§ **Data supplied**:
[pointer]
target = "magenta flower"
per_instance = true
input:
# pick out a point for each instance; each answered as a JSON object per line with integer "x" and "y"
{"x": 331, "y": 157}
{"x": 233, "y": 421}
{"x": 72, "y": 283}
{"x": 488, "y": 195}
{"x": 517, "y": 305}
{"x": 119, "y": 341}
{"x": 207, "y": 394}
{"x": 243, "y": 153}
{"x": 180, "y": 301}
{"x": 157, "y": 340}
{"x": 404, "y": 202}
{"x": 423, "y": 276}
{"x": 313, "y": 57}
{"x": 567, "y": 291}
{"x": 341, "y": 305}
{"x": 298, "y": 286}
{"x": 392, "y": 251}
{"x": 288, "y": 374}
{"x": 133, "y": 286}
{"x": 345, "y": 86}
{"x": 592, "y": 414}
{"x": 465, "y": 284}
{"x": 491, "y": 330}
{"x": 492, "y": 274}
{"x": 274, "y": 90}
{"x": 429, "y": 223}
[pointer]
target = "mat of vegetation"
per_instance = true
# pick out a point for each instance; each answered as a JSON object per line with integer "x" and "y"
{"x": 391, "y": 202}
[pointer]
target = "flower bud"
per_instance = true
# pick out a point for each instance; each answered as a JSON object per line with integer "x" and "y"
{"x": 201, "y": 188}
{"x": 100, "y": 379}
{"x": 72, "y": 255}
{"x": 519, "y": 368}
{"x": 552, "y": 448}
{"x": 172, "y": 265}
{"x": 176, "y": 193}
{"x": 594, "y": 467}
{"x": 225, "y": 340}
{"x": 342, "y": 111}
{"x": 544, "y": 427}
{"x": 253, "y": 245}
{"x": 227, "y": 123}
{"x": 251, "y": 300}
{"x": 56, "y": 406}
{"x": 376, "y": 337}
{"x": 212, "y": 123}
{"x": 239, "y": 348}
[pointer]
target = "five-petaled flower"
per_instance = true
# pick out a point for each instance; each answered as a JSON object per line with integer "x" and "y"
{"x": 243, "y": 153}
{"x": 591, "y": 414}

--

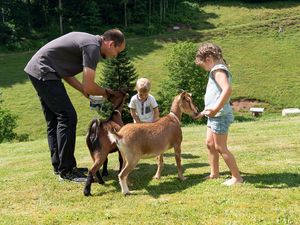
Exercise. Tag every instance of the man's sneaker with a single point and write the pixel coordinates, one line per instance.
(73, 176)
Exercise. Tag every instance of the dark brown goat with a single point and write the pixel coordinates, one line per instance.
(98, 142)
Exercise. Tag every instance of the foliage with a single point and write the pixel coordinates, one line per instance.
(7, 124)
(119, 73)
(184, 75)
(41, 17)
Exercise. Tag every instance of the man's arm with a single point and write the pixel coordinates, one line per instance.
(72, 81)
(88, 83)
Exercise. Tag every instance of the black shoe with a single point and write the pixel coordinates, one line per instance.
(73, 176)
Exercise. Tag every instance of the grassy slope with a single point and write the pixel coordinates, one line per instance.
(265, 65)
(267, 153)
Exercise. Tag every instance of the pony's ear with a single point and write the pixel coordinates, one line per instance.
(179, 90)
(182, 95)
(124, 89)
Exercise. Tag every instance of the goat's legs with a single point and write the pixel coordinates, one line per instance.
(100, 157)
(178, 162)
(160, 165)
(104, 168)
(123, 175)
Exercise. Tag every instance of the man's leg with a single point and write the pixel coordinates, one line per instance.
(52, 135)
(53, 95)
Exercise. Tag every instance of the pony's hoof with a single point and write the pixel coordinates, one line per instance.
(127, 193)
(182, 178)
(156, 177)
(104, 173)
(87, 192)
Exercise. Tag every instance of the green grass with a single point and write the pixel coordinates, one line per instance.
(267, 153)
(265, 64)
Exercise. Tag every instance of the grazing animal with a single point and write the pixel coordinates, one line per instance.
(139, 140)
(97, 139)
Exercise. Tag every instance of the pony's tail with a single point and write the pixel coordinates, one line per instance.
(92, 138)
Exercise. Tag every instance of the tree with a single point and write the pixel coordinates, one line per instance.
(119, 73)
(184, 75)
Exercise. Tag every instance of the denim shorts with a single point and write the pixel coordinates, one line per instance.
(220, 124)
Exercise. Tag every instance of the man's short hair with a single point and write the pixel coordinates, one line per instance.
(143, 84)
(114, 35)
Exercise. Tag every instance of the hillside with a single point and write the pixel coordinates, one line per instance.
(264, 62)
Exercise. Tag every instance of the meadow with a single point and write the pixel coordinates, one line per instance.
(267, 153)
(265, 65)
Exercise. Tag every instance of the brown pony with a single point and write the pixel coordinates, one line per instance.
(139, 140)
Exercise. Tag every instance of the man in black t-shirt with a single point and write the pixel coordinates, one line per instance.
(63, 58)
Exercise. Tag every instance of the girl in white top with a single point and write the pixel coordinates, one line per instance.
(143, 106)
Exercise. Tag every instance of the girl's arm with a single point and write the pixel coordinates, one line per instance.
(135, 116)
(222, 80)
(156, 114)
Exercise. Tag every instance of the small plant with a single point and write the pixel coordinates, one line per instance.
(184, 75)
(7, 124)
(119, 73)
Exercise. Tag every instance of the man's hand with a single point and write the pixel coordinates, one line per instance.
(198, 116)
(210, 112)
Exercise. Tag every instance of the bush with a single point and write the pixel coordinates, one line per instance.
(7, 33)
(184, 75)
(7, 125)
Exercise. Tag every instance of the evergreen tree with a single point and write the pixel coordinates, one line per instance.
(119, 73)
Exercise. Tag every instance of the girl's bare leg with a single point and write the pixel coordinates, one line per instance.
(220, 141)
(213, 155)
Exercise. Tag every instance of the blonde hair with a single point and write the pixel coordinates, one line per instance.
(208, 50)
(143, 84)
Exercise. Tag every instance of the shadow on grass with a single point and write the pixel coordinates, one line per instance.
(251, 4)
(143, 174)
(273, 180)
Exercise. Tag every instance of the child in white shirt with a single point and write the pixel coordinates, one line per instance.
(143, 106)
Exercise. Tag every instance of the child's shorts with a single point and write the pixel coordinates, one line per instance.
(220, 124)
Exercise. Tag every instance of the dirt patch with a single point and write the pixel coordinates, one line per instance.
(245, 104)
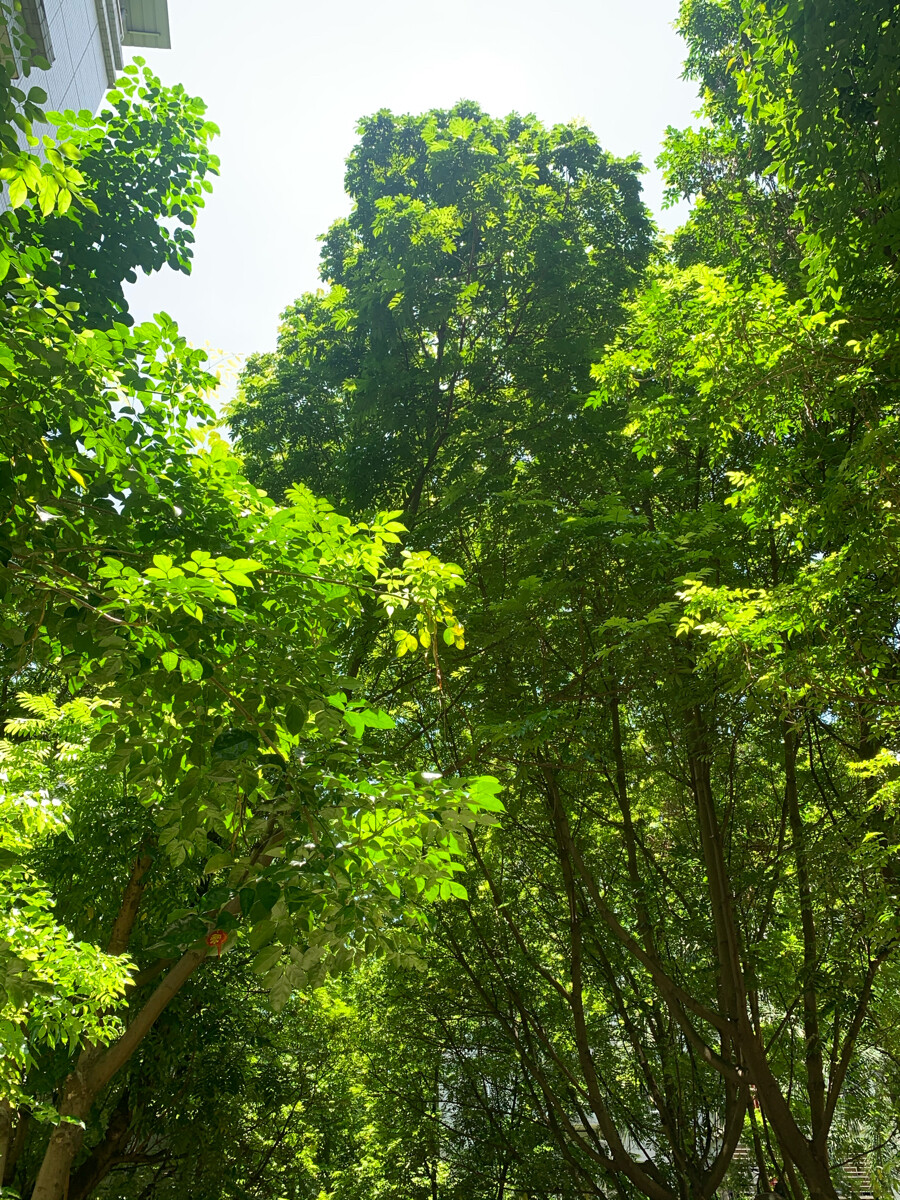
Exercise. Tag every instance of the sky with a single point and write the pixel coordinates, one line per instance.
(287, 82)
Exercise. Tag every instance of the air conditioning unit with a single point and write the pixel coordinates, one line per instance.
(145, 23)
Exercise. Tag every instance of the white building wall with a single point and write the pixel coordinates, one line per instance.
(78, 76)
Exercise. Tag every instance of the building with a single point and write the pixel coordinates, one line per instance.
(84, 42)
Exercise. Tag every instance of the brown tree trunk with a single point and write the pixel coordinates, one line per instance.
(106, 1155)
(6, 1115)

==

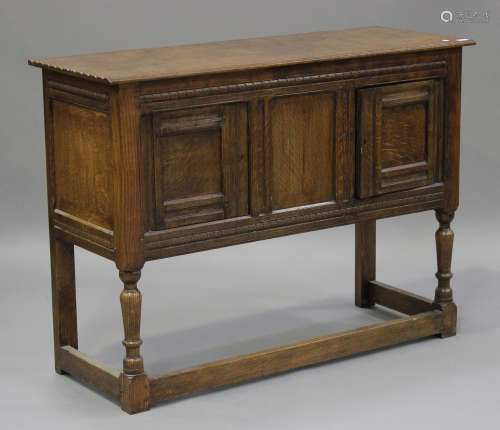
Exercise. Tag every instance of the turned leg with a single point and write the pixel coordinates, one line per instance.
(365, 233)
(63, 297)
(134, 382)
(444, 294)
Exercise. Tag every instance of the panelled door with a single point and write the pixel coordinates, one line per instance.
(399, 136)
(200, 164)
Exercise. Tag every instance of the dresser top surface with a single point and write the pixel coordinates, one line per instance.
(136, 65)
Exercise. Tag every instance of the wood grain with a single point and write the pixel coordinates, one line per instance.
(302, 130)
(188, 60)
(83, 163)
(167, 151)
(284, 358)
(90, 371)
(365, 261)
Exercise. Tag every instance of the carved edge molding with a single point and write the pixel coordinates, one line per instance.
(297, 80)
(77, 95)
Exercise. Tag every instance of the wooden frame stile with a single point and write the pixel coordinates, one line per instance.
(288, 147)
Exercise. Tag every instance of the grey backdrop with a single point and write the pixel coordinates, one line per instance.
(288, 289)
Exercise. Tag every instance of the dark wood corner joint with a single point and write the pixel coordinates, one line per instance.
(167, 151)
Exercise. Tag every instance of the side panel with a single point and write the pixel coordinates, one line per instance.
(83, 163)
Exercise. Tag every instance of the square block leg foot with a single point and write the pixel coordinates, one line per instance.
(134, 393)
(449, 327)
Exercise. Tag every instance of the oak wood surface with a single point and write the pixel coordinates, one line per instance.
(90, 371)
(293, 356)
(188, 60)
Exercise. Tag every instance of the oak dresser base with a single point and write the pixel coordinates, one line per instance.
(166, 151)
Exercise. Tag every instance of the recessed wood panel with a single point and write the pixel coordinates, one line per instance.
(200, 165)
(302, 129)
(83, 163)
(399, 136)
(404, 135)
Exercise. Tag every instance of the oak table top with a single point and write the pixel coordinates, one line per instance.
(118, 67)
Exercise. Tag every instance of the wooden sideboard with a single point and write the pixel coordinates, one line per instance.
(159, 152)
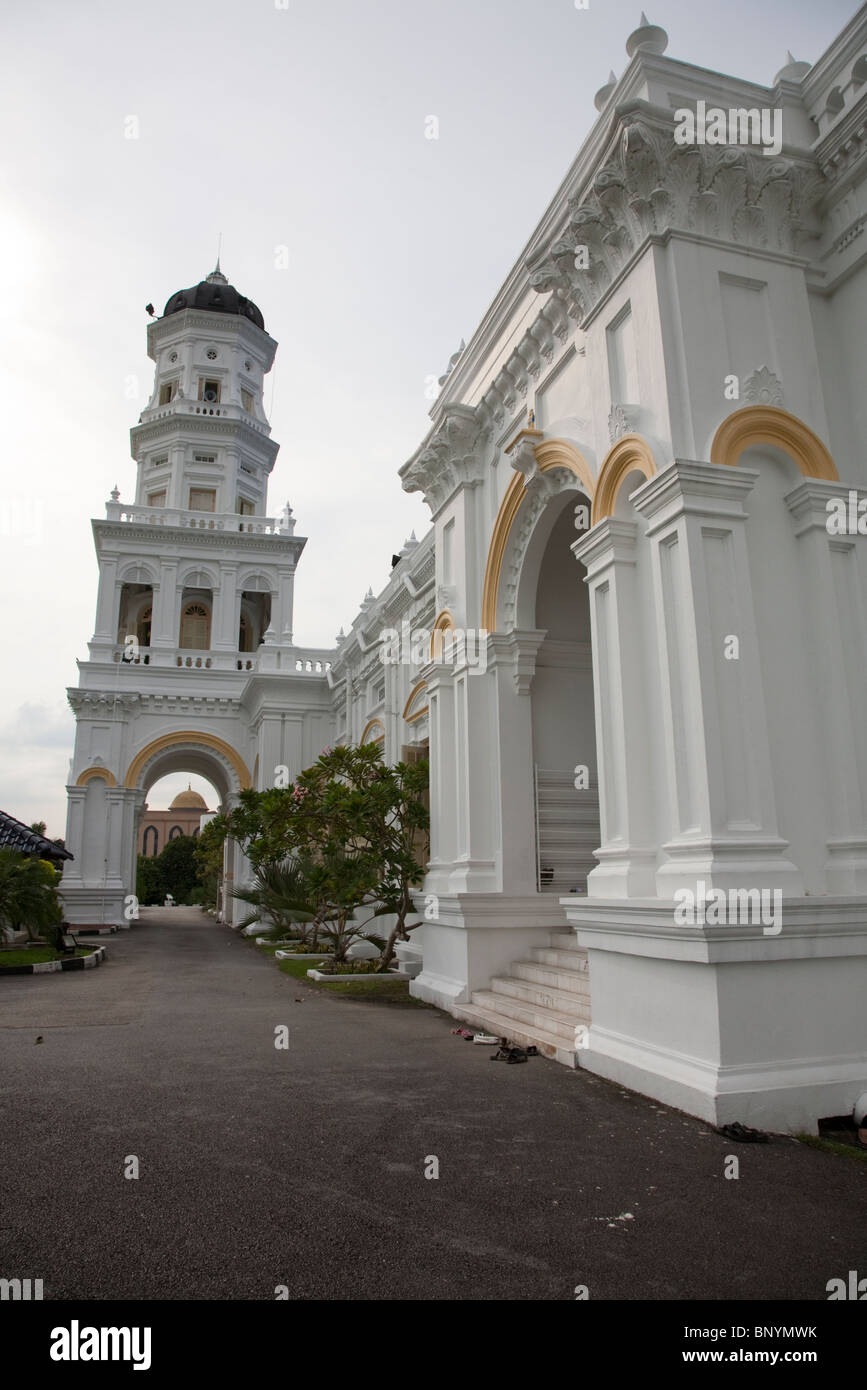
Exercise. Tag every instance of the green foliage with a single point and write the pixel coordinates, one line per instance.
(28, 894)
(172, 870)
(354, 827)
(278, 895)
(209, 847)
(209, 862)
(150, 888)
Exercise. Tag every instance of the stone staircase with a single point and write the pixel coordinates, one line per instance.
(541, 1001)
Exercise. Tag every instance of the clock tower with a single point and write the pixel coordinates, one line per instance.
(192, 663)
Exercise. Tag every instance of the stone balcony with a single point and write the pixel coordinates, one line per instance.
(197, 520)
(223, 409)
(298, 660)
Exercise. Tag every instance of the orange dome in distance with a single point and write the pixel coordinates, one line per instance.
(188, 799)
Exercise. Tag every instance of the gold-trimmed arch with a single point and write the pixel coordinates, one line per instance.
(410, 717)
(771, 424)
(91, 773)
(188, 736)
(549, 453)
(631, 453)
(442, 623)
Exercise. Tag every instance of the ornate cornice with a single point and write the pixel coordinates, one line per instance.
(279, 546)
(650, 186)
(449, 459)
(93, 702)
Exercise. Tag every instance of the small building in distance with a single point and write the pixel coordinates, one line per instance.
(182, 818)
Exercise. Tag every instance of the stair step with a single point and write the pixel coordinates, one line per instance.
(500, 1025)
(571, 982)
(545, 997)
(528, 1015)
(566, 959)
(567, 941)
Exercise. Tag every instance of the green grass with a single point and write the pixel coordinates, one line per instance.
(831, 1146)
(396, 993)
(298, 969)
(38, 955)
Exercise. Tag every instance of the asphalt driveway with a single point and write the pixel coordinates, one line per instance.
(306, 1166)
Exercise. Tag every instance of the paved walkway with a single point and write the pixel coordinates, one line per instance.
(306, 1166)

§ **Task statement**:
Select each line in the items above that contains the word "shirt" and copy every such line in full.

§ **The reply**:
Exercise. Tag every instance of the man in black t-shirt with a single point and write the pixel coordinates, one line per instance.
Exercise. Tag every instance of the child in white shirt with a single point and write the pixel coordinates, one line per instance.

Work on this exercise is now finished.